[Exercise input]:
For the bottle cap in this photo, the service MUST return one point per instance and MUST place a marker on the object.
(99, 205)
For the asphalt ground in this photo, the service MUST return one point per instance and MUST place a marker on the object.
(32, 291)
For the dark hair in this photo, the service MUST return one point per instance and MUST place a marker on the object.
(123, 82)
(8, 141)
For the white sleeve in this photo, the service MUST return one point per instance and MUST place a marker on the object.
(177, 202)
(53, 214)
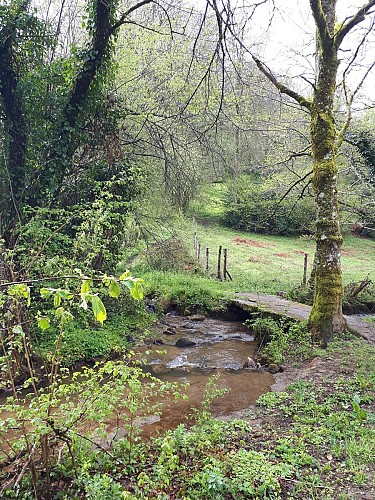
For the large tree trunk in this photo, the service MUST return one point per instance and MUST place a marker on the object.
(15, 129)
(326, 316)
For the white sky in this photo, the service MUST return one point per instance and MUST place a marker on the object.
(289, 45)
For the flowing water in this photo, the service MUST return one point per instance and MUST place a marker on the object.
(221, 348)
(217, 348)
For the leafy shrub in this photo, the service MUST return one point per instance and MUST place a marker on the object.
(169, 255)
(260, 209)
(281, 338)
(271, 399)
(189, 293)
(253, 475)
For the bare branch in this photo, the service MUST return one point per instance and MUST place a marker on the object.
(135, 7)
(356, 19)
(319, 17)
(283, 89)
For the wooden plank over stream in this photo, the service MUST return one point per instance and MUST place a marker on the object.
(278, 306)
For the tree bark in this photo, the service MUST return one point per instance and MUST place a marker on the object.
(326, 316)
(15, 129)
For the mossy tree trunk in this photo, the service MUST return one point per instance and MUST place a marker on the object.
(326, 317)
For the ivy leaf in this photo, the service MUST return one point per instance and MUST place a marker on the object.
(98, 309)
(114, 289)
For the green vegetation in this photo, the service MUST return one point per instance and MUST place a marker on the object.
(124, 147)
(314, 440)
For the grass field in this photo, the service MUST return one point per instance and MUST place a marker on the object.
(264, 263)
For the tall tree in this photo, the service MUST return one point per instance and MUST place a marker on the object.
(326, 317)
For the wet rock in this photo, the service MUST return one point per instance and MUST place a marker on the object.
(130, 339)
(160, 369)
(190, 325)
(274, 368)
(197, 317)
(250, 364)
(169, 331)
(184, 342)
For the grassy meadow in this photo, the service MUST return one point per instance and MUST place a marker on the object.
(264, 263)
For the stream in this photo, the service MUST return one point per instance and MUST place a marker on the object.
(214, 347)
(220, 348)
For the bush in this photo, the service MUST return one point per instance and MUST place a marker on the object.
(260, 210)
(281, 339)
(169, 255)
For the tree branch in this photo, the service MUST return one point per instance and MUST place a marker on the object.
(283, 89)
(356, 19)
(122, 19)
(319, 17)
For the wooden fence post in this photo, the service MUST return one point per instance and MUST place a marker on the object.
(225, 264)
(219, 263)
(304, 270)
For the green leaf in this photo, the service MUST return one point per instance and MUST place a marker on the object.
(17, 329)
(85, 287)
(137, 291)
(114, 289)
(98, 309)
(125, 275)
(44, 323)
(57, 300)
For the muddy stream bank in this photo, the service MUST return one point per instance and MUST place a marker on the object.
(213, 347)
(205, 347)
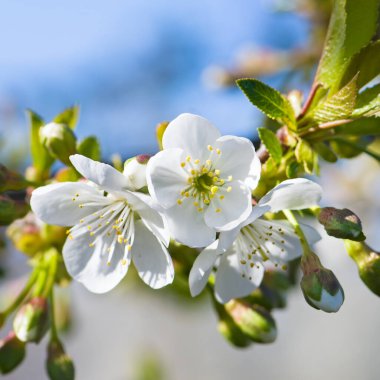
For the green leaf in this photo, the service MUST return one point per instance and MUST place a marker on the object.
(352, 26)
(338, 106)
(305, 156)
(366, 64)
(273, 146)
(325, 152)
(69, 117)
(41, 158)
(269, 101)
(90, 148)
(368, 102)
(362, 127)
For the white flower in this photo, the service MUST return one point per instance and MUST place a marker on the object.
(112, 227)
(202, 180)
(241, 252)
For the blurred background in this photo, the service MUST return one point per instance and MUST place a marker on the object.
(132, 64)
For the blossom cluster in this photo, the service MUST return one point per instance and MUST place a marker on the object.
(198, 191)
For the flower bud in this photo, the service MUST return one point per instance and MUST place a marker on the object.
(232, 333)
(11, 210)
(319, 285)
(10, 180)
(342, 224)
(59, 140)
(368, 262)
(12, 353)
(253, 320)
(25, 234)
(59, 365)
(32, 320)
(135, 170)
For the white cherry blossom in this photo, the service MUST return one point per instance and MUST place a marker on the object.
(203, 181)
(239, 255)
(112, 226)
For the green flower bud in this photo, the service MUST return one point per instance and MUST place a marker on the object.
(342, 224)
(253, 320)
(12, 353)
(319, 285)
(25, 234)
(135, 170)
(11, 210)
(32, 320)
(10, 180)
(59, 140)
(368, 262)
(59, 365)
(232, 333)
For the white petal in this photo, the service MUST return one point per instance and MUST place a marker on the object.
(103, 175)
(165, 176)
(151, 258)
(192, 133)
(59, 204)
(226, 238)
(229, 282)
(143, 205)
(254, 173)
(236, 157)
(89, 265)
(292, 194)
(187, 225)
(279, 241)
(202, 267)
(227, 213)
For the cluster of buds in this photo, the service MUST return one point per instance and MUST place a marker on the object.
(320, 286)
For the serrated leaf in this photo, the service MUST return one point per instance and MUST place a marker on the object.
(305, 156)
(338, 106)
(269, 101)
(69, 117)
(362, 127)
(368, 102)
(352, 26)
(41, 158)
(90, 148)
(366, 64)
(325, 152)
(273, 146)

[Your instructions]: Can you rewrite all of the items above, changing "service" to "system" everywhere and keeping everything else the same? Leave the pictures out of your answer.

[Response]:
For the bottle cap in this photo, the system MUST return one point per instance and MUST place a marker on the object.
(99, 205)
For the asphalt ground in this photo, the system MUST return one point per instance and MUST place a marker on the object.
(32, 291)
For the dark hair in this photo, the system MUST return one point per instance and MUST place a marker on the object.
(123, 82)
(8, 141)
For the white sleeve in this photo, the system MUST return one point per instance and MUST place a marker on the object.
(177, 202)
(53, 214)
For the large tree trunk in this photo, the system MUST return one point per instance and MUST place a marker on the object.
(15, 129)
(326, 316)
For the white sky in this photo, the system MUST return one point per instance and MUST place a marker on the object.
(289, 45)
For the flowing water in this photo, the system MUST return one point per instance and MUST place a marker on the object.
(221, 348)
(217, 348)
For the leafy shrub in this photo, the system MUST return one point per instance and MUST place a marker on the object.
(169, 255)
(260, 209)
(281, 338)
(271, 399)
(189, 293)
(253, 475)
For the bare branch in this photo, the system MUST return one point per instance and MUST place a marker on the object.
(135, 7)
(356, 19)
(319, 17)
(283, 89)
For the wooden plank over stream in this photo, the system MUST return one point per instance and MUST place a marker on the object.
(278, 306)
For the tree bark in this photo, the system MUST return one point per instance and MUST place a marker on the object.
(326, 316)
(15, 129)
For the mossy tree trunk in this photo, the system MUST return one point per instance and MUST place a marker on the object.
(326, 317)
For the ivy leaf in this photo, the system MUST return one point per instance and MUST place a marker on the object.
(98, 309)
(114, 289)
For the green vegetation in this photo, the system MUST return one point per instance and MUST place a marker on the object.
(124, 147)
(314, 440)
For the grass field in this photo, the system MUST return one point per instance and MUST place a marker on the object.
(264, 263)
For the tall tree in this photo, the system MUST return one point per instance and MUST place a marker on the object.
(326, 317)
For the wet rock in this photo, the system MUST return one point per instance and MUST place a marker on the object.
(130, 339)
(160, 369)
(190, 325)
(274, 368)
(197, 317)
(250, 364)
(169, 331)
(184, 342)
For the grassy meadow in this photo, the system MUST return one point per instance and MUST place a marker on the object.
(264, 263)
For the stream in this photo, the system MUST return one point per instance and MUST place a marker on the object.
(214, 347)
(220, 348)
For the bush in this photo, the system MUST return one point per instance and MUST place a marker on the object.
(260, 210)
(281, 339)
(169, 255)
For the tree branch in this photo, the system MUST return one point per instance and MUST place a marker on the object.
(283, 89)
(356, 19)
(122, 19)
(319, 17)
For the wooden fence post in this photo, the system MUST return one point per instance and MUST place a marker on the object.
(225, 264)
(219, 263)
(304, 270)
For the green leaf in this photo, the system MUST return one point per instance and MUST place a marker on the object.
(17, 329)
(85, 287)
(137, 291)
(114, 289)
(98, 309)
(125, 275)
(44, 323)
(57, 300)
For the muddy stream bank in this photo, the system MUST return one point per instance and MUST place a marker on the object.
(213, 347)
(205, 347)
For the green leaf in this photo, the system MUST return one point per instance and MUST place a marker on the object.
(352, 26)
(338, 106)
(305, 156)
(366, 64)
(273, 146)
(325, 152)
(69, 117)
(41, 158)
(269, 101)
(90, 148)
(368, 102)
(362, 127)
For the white flower in this photo, the system MUST return one point per instance and MUST place a marker on the object.
(112, 227)
(202, 180)
(241, 252)
For the blurred background in this photo, the system MUST return one point per instance and MUST place a marker on the object.
(132, 64)
For the blossom cluster in this photo, the system MUST return one point per instance and MUST place a marker on the object.
(198, 191)
For the flower bud in this photo, the system MUST return one point per instance and MUST place a marker on the object.
(232, 333)
(11, 210)
(319, 285)
(10, 180)
(342, 224)
(59, 140)
(368, 262)
(12, 353)
(253, 320)
(25, 234)
(59, 365)
(32, 320)
(135, 170)
For the white cherry blossom in this photo, the system MUST return one point per instance and MUST place a marker on the object.
(203, 181)
(239, 255)
(112, 226)
For the green flower bud in this photo, the system MUST return one point per instance and MUST place a marker on the object.
(342, 224)
(253, 320)
(12, 353)
(319, 285)
(25, 234)
(135, 170)
(11, 210)
(32, 320)
(10, 180)
(59, 140)
(368, 262)
(59, 365)
(232, 333)
For the white petal in this photo, the system MUST return one point per instance and MUST place a marker on the object.
(103, 175)
(165, 176)
(151, 258)
(192, 133)
(59, 204)
(226, 238)
(229, 282)
(143, 205)
(254, 173)
(236, 157)
(89, 265)
(292, 194)
(187, 225)
(279, 241)
(202, 267)
(227, 213)
For the cluster of buds in this photo, the system MUST return one point per instance and MUST place a marker on the object.
(320, 286)
For the serrated leaf in this photo, the system MUST return one point per instance and MUST place a marker on the object.
(305, 156)
(338, 106)
(269, 101)
(69, 117)
(362, 127)
(368, 102)
(352, 26)
(41, 158)
(90, 148)
(366, 64)
(325, 152)
(273, 146)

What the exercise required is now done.